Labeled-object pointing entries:

↓

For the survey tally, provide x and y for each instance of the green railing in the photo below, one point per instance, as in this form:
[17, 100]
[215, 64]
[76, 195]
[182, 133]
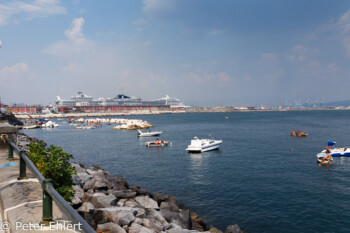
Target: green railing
[49, 192]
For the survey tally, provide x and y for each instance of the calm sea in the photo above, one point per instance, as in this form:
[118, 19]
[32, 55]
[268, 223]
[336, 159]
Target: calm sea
[261, 178]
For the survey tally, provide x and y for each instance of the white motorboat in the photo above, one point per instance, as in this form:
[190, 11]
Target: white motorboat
[202, 145]
[155, 143]
[336, 152]
[148, 134]
[49, 124]
[323, 159]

↑

Reproduce all of the rows above word for word, leaving out the pictures.

For the survey tally, provide x and y for each instance of the green railing in the photo below, one point per instance, as in this form:
[17, 100]
[215, 64]
[76, 195]
[182, 133]
Target: green railing
[49, 192]
For the survey tally, provide x and y for each instance of the calm sea in the photo above, one point per instance, as in this form:
[118, 19]
[32, 55]
[268, 223]
[336, 159]
Target: calm sea
[261, 178]
For the survey tally, provide x and y for each instance of the white motorboat in the photo above, one point per instance, as in this form:
[190, 11]
Target: white motorboat
[202, 145]
[155, 143]
[336, 152]
[148, 134]
[49, 124]
[323, 159]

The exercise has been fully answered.